→ **SET EXERCISE**: Rewrite the records below from the line containing "the man's hand." through the end of the records, requests included, and raise every coordinate in the answers by 40. Leave the numbers in the requests and their format samples unchanged.

(Point labeling dataset excerpts)
==================================================
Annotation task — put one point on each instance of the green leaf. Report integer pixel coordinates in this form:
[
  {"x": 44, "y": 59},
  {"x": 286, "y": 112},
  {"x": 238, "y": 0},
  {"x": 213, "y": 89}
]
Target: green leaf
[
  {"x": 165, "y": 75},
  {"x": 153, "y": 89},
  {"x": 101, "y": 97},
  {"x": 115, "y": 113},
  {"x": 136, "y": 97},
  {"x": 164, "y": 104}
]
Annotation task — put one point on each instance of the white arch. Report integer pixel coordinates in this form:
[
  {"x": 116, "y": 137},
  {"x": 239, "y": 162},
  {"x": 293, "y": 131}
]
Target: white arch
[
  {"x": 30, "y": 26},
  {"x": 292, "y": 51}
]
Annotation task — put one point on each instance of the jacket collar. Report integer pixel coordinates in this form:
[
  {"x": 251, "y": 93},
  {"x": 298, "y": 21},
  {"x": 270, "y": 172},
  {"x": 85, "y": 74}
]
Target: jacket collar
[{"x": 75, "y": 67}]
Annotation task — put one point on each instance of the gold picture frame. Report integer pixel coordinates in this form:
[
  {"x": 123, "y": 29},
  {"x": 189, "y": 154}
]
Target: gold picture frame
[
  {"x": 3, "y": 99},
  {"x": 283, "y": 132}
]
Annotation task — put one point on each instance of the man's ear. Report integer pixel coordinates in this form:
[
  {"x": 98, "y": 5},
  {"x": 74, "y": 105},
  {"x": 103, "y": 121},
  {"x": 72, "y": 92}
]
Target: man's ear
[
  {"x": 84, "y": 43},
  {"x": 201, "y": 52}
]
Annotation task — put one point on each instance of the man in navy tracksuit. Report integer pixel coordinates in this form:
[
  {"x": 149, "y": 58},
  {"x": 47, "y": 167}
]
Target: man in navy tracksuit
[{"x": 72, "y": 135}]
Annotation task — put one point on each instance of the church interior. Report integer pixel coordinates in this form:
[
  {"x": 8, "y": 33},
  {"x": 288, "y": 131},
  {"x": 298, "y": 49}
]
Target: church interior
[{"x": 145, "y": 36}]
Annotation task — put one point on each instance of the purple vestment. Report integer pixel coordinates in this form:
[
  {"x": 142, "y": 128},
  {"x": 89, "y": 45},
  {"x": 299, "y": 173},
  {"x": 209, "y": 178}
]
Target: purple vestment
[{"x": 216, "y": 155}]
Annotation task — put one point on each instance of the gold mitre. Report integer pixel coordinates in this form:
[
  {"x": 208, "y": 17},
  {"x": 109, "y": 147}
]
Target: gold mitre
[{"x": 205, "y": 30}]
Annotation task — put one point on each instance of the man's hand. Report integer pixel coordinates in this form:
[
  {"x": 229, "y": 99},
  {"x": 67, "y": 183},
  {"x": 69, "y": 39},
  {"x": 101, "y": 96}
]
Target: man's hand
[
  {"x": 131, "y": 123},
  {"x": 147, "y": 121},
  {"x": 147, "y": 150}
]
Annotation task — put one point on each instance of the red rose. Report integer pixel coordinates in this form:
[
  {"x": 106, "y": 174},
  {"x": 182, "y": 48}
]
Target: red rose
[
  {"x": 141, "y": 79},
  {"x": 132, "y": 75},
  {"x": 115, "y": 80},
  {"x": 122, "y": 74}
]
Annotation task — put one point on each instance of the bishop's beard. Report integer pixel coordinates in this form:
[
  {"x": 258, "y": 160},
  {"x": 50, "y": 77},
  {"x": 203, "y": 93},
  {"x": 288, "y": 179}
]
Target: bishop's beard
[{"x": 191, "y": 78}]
==================================================
→ **TASK ANSWER**:
Annotation task — put one point on each instance of the man's hand. Report integer pixel coordinates in this form:
[
  {"x": 229, "y": 99},
  {"x": 67, "y": 183},
  {"x": 69, "y": 39},
  {"x": 101, "y": 96}
]
Target: man's hand
[
  {"x": 171, "y": 163},
  {"x": 187, "y": 161},
  {"x": 187, "y": 190}
]
Annotation task — put one point on each instance of the red rose. Report integer pixel coordinates in this form:
[
  {"x": 106, "y": 174},
  {"x": 182, "y": 48}
]
Target: red rose
[
  {"x": 181, "y": 119},
  {"x": 172, "y": 115},
  {"x": 155, "y": 120},
  {"x": 162, "y": 114}
]
Annotation task — put one point on each instance of the bishop's beard. Report integer pixel coordinates in this form:
[
  {"x": 258, "y": 160},
  {"x": 50, "y": 77},
  {"x": 203, "y": 93},
  {"x": 288, "y": 179}
]
Target: bishop's beard
[{"x": 231, "y": 118}]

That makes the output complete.